Task statement |
The line that contains "of the porch" marks the start. Output it and all remaining lines exactly, through the final line of the listing.

↓

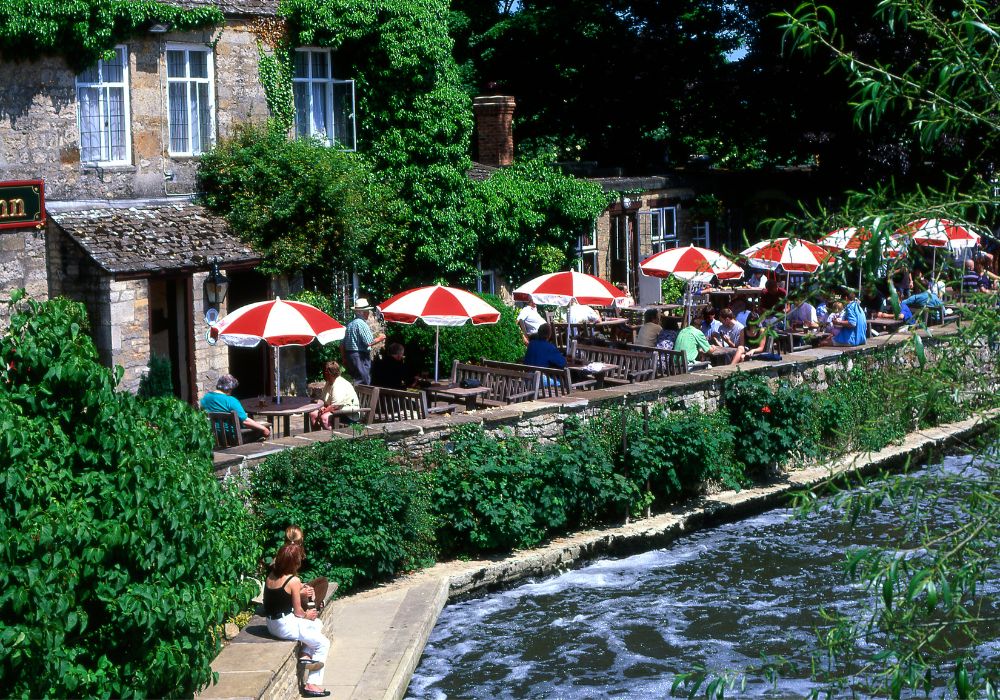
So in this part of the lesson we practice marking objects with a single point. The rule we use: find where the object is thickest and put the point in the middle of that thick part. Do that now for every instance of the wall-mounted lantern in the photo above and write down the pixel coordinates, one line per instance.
(215, 287)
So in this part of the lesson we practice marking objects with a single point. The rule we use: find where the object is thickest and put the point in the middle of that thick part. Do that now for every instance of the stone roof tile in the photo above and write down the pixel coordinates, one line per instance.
(153, 238)
(240, 8)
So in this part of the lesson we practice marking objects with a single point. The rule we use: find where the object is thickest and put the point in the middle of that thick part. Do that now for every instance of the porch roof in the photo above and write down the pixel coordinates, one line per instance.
(151, 237)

↑

Expected output |
So in this part of the lesson we practice marking objects with a single point. The rule we use: find where the object is thickest and put the point in the middle of that thick part. Do that now for every instance of the porch roof in the photo above and write down the pixel coordinates, one line per instance.
(151, 237)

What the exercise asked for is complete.